→ **REQUIREMENT 1**
Write out everything in the forum post below from "Ser wrote: Sat" down to "accept its existence.".
→ **REQUIREMENT 2**
In the forum post below, what does Ser say they do their best not to do on the Internet?
→ **REQUIREMENT 3**
Translate this sentence from the forum post below into Spanish: "I see nothing inherently left-wing in wanting to address climate change, unless you literally define being right-wing as being against wanting to do anything about it or accept its existence."

→ **TEXT**
Post by Moose-tache »

Ser wrote: Sat Mar 21, 2020 7:46 pm
Moose-tache wrote: Sat Mar 21, 2020 5:11 pmHow did even Coronavirus get so politically charged?
I have an infinite gripe about the politicization of climate change. But I do my best to not argue anything about that on the Internet because my ire against these little damn politicists, left-wing or right-wing, would be of eddythread proportions... I see nothing inherently left-wing in wanting to address climate change, unless you literally define being right-wing as being against wanting to do anything about it or accept its existence.
Looking at some of the responses I've gotten, it looks like you are exactly right. It's frustrating, but you can't complain about politicizing technical issues that should be straight forward ("what does Rob Ford have against windmills?") without incurring exactly that same political bs in the thread ("Rob Ford did nothing wrong!").

→ **EXTRACTED MATERIAL**
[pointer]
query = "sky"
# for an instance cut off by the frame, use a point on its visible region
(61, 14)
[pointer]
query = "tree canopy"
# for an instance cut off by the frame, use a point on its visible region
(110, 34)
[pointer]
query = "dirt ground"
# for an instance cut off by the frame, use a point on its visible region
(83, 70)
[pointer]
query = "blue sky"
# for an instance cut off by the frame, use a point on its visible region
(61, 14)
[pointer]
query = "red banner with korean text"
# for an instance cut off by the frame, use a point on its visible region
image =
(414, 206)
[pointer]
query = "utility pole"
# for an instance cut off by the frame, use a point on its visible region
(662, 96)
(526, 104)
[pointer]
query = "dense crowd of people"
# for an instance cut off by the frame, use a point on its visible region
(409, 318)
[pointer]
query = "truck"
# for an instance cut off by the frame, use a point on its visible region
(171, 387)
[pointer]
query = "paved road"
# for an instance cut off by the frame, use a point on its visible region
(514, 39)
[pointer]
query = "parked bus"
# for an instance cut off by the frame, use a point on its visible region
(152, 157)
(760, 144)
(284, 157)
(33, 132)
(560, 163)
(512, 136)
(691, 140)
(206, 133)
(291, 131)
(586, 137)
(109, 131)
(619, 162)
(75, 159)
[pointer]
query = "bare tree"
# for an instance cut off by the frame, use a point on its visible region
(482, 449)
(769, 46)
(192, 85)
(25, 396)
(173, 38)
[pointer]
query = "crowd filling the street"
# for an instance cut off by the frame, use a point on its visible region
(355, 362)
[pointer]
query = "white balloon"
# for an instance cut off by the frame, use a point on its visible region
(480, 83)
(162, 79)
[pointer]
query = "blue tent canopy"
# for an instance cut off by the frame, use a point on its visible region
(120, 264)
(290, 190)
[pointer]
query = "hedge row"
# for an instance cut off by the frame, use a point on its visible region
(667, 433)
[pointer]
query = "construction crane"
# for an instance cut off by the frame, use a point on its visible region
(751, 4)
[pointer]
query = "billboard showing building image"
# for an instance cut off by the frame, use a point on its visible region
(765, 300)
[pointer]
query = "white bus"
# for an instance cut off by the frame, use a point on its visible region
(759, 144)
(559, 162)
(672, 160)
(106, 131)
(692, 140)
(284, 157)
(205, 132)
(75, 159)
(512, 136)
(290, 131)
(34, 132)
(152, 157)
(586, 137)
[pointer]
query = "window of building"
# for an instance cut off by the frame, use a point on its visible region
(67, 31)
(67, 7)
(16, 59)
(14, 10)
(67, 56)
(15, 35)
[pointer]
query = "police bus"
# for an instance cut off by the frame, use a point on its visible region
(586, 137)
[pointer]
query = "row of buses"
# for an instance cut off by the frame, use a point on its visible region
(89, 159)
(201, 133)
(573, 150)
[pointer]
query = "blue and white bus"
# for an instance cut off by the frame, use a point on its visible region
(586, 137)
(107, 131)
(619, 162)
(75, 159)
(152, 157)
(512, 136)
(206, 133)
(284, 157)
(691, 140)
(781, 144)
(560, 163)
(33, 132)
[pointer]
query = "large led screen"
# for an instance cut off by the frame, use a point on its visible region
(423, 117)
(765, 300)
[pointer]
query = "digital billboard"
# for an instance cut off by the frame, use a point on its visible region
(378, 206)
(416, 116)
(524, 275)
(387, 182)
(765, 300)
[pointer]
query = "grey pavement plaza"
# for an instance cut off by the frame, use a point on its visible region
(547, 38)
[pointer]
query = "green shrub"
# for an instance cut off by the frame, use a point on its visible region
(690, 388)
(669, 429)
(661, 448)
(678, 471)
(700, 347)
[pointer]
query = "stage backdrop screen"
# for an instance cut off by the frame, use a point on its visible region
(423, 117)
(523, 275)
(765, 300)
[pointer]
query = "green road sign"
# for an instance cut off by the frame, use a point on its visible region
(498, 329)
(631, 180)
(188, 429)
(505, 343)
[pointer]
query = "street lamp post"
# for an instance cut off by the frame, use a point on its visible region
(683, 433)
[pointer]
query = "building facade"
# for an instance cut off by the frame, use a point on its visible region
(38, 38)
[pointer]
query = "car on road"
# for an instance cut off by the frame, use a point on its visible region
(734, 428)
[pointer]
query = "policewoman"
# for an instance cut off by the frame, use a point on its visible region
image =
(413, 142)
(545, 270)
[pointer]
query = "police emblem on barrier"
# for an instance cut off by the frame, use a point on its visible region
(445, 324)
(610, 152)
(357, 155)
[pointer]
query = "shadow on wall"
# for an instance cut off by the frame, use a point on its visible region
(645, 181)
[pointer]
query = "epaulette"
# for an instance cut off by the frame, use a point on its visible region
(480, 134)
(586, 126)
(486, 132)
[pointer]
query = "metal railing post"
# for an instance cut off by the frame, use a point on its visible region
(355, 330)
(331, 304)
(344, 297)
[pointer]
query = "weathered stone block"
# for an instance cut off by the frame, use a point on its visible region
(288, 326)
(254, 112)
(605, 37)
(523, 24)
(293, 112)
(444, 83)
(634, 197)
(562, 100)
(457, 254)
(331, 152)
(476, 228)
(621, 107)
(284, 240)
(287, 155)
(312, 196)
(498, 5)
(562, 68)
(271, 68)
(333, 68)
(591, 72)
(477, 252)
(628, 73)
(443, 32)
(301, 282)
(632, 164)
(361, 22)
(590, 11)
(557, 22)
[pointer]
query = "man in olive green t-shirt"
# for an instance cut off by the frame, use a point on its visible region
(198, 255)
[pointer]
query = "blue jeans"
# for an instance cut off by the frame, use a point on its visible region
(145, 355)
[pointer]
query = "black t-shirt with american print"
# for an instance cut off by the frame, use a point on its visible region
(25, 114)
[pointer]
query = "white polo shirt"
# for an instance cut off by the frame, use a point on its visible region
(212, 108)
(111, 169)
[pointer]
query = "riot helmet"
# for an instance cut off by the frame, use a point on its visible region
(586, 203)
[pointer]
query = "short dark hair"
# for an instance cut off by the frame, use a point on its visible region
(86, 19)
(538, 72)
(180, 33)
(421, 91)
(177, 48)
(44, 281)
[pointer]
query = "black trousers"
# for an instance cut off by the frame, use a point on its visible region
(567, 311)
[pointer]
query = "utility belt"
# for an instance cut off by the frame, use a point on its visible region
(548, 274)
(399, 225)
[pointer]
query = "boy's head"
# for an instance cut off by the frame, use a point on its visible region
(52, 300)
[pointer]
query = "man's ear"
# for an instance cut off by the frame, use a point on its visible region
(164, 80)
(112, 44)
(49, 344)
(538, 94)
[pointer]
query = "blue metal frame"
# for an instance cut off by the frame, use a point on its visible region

→ **EXERCISE RESULT 1**
Ser wrote: Sat Mar 21, 2020 7:46 pm
Moose-tache wrote: Sat Mar 21, 2020 5:11 pmHow did even Coronavirus get so politically charged?
I have an infinite gripe about the politicization of climate change. But I do my best to not argue anything about that on the Internet because my ire against these little damn politicists, left-wing or right-wing, would be of eddythread proportions... I see nothing inherently left-wing in wanting to address climate change, unless you literally define being right-wing as being against wanting to do anything about it or accept its existence.

→ **EXERCISE RESULT 2**
Argue anything about the politicization of climate change.

→ **EXERCISE RESULT 3**
No veo nada inherentemente de izquierda en querer abordar el cambio climático, a menos que literalmente definas ser de derecha como estar en contra de querer hacer algo al respecto o de aceptar su existencia.